** Exercise objective **
Reproduce every line of the records below verbatim, changing nothing.
==== Source material
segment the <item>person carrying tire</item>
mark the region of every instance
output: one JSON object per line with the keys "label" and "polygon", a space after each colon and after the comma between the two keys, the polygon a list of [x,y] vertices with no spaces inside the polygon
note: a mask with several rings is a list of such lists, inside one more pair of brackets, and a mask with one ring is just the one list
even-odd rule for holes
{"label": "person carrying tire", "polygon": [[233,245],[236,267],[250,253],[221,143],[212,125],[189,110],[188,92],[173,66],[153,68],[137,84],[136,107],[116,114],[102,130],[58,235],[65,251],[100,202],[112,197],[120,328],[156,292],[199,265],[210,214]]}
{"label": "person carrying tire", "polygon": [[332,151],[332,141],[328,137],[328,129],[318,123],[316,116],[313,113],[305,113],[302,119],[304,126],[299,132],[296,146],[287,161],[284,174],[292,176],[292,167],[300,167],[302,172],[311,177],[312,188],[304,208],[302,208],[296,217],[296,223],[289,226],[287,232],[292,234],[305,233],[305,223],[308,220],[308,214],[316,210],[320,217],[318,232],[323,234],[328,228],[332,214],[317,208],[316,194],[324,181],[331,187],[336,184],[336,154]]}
========
** Output for this task **
segment the <item>person carrying tire</item>
mark the region of every instance
output: one JSON object per line with the keys "label" and "polygon", a space after each colon and after the comma between the two keys, the polygon a list of [x,y] vertices with no spaces inside the polygon
note: a mask with several rings is a list of such lists, inside one more pair of brackets, and a mask with one ring is just the one list
even-odd rule for holes
{"label": "person carrying tire", "polygon": [[233,245],[236,267],[250,253],[221,143],[212,125],[189,110],[188,92],[173,66],[153,68],[137,84],[136,107],[116,114],[102,130],[58,235],[65,251],[100,202],[112,197],[120,328],[156,292],[199,265],[210,214]]}
{"label": "person carrying tire", "polygon": [[332,151],[332,141],[328,137],[328,129],[318,123],[316,116],[313,113],[305,113],[302,119],[304,126],[299,132],[296,146],[287,161],[284,174],[292,176],[292,167],[300,167],[302,172],[311,177],[312,188],[304,208],[302,208],[296,217],[296,223],[289,226],[287,232],[292,234],[305,233],[305,223],[308,220],[308,214],[316,210],[320,217],[318,232],[323,234],[328,228],[332,214],[317,208],[316,194],[324,181],[331,187],[336,184],[336,154]]}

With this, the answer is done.